**Your task**
Print every entry exactly as written.

━━━

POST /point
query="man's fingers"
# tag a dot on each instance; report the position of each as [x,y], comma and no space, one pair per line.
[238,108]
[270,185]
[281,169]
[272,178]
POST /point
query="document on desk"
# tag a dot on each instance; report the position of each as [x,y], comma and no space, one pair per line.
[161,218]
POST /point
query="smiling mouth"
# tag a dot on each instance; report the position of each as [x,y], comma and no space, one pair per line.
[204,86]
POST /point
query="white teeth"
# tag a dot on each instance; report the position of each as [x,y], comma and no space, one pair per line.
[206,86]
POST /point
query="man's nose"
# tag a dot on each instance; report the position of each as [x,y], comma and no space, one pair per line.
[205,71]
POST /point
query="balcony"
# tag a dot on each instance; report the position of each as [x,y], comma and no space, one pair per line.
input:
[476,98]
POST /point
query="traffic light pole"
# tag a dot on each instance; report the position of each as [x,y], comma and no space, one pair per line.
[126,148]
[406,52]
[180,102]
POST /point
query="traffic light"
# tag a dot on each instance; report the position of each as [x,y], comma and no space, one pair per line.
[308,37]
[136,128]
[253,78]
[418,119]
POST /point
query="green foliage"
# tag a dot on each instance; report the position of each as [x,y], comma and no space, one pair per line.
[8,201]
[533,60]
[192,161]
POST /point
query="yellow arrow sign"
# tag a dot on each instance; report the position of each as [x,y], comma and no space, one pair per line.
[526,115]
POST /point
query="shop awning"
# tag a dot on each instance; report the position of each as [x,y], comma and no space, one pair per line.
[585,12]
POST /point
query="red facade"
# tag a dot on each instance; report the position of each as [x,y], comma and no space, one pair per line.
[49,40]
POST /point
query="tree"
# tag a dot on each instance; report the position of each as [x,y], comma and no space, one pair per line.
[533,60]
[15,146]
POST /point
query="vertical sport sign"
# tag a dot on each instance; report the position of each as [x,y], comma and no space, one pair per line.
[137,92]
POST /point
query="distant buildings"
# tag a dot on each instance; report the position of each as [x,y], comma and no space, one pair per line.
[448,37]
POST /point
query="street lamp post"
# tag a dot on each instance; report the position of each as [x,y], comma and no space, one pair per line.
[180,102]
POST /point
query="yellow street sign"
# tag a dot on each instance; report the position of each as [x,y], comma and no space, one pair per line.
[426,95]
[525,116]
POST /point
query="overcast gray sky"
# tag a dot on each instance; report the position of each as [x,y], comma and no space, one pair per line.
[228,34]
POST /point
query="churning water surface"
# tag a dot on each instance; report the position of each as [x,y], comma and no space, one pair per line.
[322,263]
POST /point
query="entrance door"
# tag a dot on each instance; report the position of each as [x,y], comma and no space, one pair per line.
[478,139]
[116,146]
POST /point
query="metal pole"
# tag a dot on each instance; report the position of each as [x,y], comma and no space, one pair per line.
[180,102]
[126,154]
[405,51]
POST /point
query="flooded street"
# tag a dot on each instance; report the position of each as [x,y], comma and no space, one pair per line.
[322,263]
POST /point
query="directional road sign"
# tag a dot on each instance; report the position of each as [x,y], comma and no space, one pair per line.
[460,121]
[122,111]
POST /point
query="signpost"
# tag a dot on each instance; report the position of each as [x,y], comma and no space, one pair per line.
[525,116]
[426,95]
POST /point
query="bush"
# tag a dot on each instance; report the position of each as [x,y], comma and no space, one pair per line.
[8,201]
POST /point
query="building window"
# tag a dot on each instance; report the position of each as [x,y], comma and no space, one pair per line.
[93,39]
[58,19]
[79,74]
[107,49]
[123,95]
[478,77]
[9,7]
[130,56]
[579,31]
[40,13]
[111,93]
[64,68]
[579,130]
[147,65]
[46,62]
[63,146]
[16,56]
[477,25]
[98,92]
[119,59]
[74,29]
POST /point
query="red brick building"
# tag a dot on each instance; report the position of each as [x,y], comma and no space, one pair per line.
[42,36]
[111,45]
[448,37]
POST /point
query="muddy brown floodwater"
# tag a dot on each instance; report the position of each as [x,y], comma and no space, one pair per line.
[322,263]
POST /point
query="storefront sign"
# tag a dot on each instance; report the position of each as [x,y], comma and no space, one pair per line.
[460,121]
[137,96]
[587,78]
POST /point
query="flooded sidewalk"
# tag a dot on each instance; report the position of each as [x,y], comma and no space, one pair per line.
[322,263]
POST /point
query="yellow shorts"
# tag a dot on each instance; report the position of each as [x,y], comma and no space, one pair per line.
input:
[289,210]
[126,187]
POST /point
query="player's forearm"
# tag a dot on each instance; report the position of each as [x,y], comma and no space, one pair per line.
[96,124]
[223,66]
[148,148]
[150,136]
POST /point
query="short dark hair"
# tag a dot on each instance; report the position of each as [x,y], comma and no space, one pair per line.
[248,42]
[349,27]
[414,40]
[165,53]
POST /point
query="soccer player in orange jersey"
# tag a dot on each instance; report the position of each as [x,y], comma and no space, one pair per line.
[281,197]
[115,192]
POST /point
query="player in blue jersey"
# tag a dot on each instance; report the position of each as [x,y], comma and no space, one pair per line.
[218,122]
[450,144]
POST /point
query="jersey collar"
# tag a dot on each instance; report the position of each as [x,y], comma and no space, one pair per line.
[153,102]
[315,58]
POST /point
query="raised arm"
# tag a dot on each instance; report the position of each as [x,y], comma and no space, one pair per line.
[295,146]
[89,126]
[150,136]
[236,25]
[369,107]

━━━

**The output**
POST /point
query="man's fingers"
# tag a dot on each instance; report the position of each as [x,y], comma and no space, one pair per line.
[238,108]
[270,185]
[281,169]
[272,178]
POST /point
query="document on desk"
# tag a dot on each instance; report the position of each as [x,y], comma and no space, one pair per line.
[161,218]
POST /point
query="smiling mouth"
# tag a dot on each instance; report the position of each as [x,y], comma and no space, one pair per line.
[204,86]
POST /point
query="white teeth"
# tag a dot on each instance; report the position of each as [x,y], comma and no space, one pair per line.
[206,86]
POST /point
query="man's nose"
# tag a dot on each instance; report the position of each as [x,y], comma and no space, one pair per line.
[205,71]
POST /point
query="balcony"
# tag a dot on each instance; report the position of each as [x,y], comma and no space, one pair per line.
input:
[476,98]
POST /point
query="traffic light pole"
# tag a dot on each instance; report the position of each as [x,y], comma and no space, one pair per line.
[126,148]
[406,52]
[180,102]
POST /point
query="traffic light"
# tag a dot on each instance; report the position of each as [x,y], comma and no space, one pair per line.
[308,37]
[136,128]
[253,78]
[418,119]
POST /point
query="green foliage"
# tag a dot on each instance; report the position of each as [x,y], comma and no space, one pair per line.
[8,201]
[533,60]
[192,161]
POST /point
query="yellow arrow sign"
# tag a dot on each instance; report the position of each as [x,y], comma and no space, one pair per line.
[526,115]
POST /point
query="shop awning"
# tag a dot on each instance; report the position of each as [x,y], comma and no space, one pair per line.
[585,12]
POST /point
query="red facade"
# tag a dot on each instance; report the position of each as [x,y], comma and no space, one pair per line.
[49,40]
POST /point
query="tree"
# tag a dot on each instance; report the position of each as [x,y], comma and no space, one pair per line.
[533,60]
[15,146]
POST /point
query="vertical sport sign"
# tag a dot on each instance; report the position of each as [x,y], comma and no space, one pair per line.
[137,92]
POST /point
query="distant buildings"
# tag a dot on each instance; report the position of each as [x,y], comma and no space, one pair per line.
[448,37]
POST /point
query="street lamp post"
# tag a dot on each instance; report the position of each as [x,y], comma and no space, one pair per line.
[180,102]
POST /point
query="yellow street sign"
# tag a dot on each instance; report the position of each as [x,y], comma and no space, one pair per line.
[426,95]
[525,116]
POST /point
query="overcast gray sky"
# tag a dot on each instance; report the position of each as [x,y], comma and no space, one pair per line.
[228,34]
POST /point
query="churning water surface"
# tag a dot on each instance; report the position of each as [x,y], comma and no space, one pair per line.
[322,263]
POST /point
query="entrance door"
# tag a dot on each instance; report the position of each as [x,y], comma and no space, one pair per line.
[478,139]
[116,146]
POST /point
query="metal pole"
# tag a dot on each instance; report the position of each as [x,y], comma and no space, one pair per line.
[180,102]
[126,154]
[405,51]
POST /point
query="flooded street"
# tag a dot on each instance; report the position of each as [x,y], comma and no space, one pair per line.
[322,263]
POST /point
query="directional road sign"
# tag a dot on each instance; report the position of each as [x,y], comma and no space, one pair per line.
[460,121]
[122,111]
POST /point
query="signpost"
# tag a dot on each instance; report the position of each as [x,y], comma and no space, one pair per line.
[525,116]
[426,95]
POST /point
query="bush"
# tag a dot on each instance; report the position of each as [x,y], comma and no space, one pair per line.
[8,201]
POST /point
query="building window"
# tag a dot on each instance; report the position of each as [x,y], comma and no space, one pair per line.
[93,39]
[58,19]
[79,74]
[107,49]
[123,95]
[478,77]
[9,7]
[130,56]
[579,31]
[40,13]
[111,93]
[64,68]
[579,130]
[147,65]
[46,62]
[63,146]
[16,56]
[477,25]
[98,92]
[119,59]
[74,29]
POST /point
query="red brick building"
# tag a dot on each instance; report the position of each as [x,y], comma and no space, one pair per line.
[42,36]
[111,45]
[448,37]
POST /point
query="muddy brown floodwater"
# tag a dot on each instance; report the position of each as [x,y], comma and no space, one pair per line.
[322,263]
POST /point
query="storefront sign"
# tag a dot on each instance; report the position of each as [x,y], comma and no space, one pair per line.
[460,121]
[137,96]
[587,78]
POST /point
query="flooded sidewalk"
# tag a dot on each instance; report the position of each as [x,y], comma and no space, one pair per line.
[322,263]
POST /point
query="yellow shorts"
# tag a dot on each instance; report the position of each as [x,y], comma and no space, one pair per line.
input:
[289,210]
[126,187]
POST /point
query="player's forearm"
# tag a dot on each instance; report the position of each as [x,y], comma and no space, one pair per line.
[96,124]
[223,66]
[148,148]
[150,136]
POST /point
query="short dark hair"
# tag a dot on each instance; report the position of each as [x,y], comma and no space, one pair per line.
[248,42]
[349,27]
[414,40]
[165,53]
POST /point
query="soccer player in orange jersey"
# tag a dot on each instance; report the position of each as [x,y], comma and no space, one pair per line.
[281,197]
[115,192]
POST /point
query="player in blue jersey"
# tag a dot on each instance; report the position of each as [x,y], comma and no space, one pair per line.
[218,122]
[450,144]
POST /point
query="jersey collar"
# tag a dot on each instance; report the position of each as [x,y], comma and no space, one pair per line.
[153,102]
[315,58]
POST /point
query="raised arm"
# tag a dot on each instance; report the position of each as [x,y], comma and no space, one pair per line.
[295,146]
[89,126]
[150,136]
[236,25]
[369,107]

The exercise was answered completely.